[Phrase grounding data]
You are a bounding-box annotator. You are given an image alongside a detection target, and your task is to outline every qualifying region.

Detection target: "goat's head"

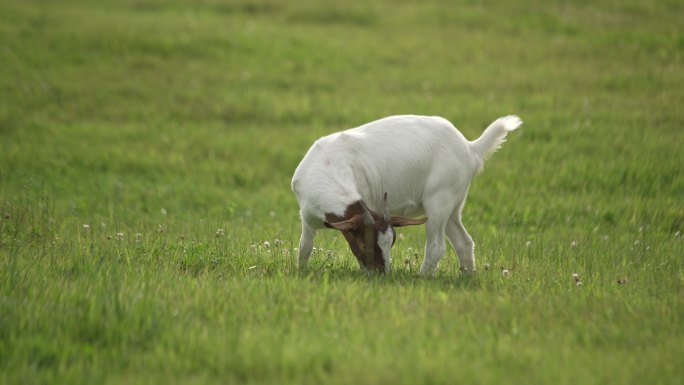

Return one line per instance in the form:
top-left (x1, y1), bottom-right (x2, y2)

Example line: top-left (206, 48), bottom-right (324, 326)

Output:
top-left (324, 193), bottom-right (427, 273)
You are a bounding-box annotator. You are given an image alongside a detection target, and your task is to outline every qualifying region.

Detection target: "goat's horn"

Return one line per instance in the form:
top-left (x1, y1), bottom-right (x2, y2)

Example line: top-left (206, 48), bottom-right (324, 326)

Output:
top-left (382, 192), bottom-right (390, 221)
top-left (360, 200), bottom-right (375, 225)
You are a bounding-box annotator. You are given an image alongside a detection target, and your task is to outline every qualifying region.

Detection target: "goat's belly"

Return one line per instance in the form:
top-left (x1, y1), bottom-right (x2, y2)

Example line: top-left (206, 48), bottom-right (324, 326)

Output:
top-left (391, 200), bottom-right (425, 218)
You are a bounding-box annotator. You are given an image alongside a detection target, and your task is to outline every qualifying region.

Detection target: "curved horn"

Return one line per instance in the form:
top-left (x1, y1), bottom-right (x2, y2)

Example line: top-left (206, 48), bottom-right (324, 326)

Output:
top-left (360, 200), bottom-right (375, 225)
top-left (382, 192), bottom-right (390, 221)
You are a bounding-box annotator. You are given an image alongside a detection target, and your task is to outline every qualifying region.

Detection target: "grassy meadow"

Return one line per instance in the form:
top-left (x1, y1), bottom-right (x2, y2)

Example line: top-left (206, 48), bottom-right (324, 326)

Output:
top-left (1, 0), bottom-right (683, 384)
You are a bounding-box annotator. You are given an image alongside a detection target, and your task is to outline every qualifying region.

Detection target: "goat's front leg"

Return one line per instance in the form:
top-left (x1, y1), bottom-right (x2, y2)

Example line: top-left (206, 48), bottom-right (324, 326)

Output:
top-left (297, 220), bottom-right (316, 269)
top-left (419, 218), bottom-right (448, 276)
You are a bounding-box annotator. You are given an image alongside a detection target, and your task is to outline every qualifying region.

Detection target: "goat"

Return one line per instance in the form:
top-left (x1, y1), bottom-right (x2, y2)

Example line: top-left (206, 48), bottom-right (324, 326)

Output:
top-left (291, 114), bottom-right (522, 274)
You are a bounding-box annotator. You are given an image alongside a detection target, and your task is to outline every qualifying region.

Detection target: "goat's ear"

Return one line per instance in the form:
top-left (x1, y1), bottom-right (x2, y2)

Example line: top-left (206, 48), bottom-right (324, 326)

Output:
top-left (325, 215), bottom-right (363, 231)
top-left (390, 216), bottom-right (428, 227)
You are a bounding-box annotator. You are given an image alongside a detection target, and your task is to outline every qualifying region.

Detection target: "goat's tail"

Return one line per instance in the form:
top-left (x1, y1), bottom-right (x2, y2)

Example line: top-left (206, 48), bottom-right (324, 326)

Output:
top-left (468, 115), bottom-right (522, 172)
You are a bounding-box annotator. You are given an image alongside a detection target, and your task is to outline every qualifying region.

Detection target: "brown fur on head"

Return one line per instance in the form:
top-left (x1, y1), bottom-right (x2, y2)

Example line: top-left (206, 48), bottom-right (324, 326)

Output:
top-left (324, 194), bottom-right (427, 272)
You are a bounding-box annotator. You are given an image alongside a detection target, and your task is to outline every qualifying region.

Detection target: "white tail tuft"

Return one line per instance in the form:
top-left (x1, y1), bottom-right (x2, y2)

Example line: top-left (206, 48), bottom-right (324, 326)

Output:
top-left (500, 115), bottom-right (523, 132)
top-left (469, 115), bottom-right (522, 172)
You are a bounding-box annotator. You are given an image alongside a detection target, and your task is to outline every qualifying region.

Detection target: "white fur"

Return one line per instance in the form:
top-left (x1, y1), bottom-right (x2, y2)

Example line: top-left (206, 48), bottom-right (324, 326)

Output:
top-left (292, 115), bottom-right (522, 274)
top-left (377, 228), bottom-right (394, 272)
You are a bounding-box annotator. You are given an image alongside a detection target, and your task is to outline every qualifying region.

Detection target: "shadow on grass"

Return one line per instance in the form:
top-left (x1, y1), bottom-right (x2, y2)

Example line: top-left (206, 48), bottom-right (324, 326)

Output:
top-left (296, 264), bottom-right (484, 290)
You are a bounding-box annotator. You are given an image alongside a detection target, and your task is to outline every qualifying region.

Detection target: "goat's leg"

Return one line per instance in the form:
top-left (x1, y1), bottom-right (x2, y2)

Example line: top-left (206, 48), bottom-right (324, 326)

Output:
top-left (297, 220), bottom-right (316, 269)
top-left (419, 217), bottom-right (448, 276)
top-left (446, 210), bottom-right (475, 272)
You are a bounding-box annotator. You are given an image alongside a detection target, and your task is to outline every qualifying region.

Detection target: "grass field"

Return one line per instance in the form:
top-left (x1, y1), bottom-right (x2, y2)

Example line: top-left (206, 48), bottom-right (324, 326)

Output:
top-left (1, 0), bottom-right (683, 384)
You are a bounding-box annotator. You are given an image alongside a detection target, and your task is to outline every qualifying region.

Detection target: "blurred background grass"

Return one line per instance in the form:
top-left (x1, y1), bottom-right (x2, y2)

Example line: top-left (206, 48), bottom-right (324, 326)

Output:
top-left (2, 0), bottom-right (681, 231)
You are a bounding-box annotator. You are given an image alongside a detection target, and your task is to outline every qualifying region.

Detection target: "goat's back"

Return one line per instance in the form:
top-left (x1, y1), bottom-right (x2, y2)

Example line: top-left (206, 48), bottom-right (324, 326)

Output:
top-left (292, 115), bottom-right (478, 222)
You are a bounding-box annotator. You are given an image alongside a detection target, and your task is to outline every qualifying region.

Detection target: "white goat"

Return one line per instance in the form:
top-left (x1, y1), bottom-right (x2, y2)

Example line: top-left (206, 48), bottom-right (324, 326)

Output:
top-left (291, 114), bottom-right (522, 274)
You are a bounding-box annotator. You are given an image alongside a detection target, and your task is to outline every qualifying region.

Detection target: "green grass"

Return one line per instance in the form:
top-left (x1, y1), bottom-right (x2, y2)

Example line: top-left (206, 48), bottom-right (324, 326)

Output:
top-left (1, 0), bottom-right (683, 384)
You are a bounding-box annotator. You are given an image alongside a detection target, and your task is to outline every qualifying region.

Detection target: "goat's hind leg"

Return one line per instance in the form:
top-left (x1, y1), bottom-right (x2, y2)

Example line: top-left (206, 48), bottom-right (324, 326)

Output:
top-left (445, 207), bottom-right (475, 272)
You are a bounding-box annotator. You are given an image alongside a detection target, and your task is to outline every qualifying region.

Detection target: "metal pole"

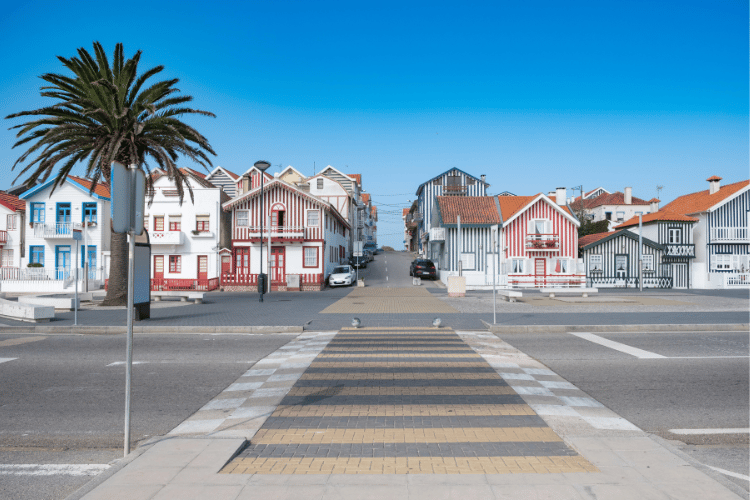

• _How to complete this task_
Looking at the entries above, work out how many lines include the word "head" and reply with that number alone.

• _Worked solution_
2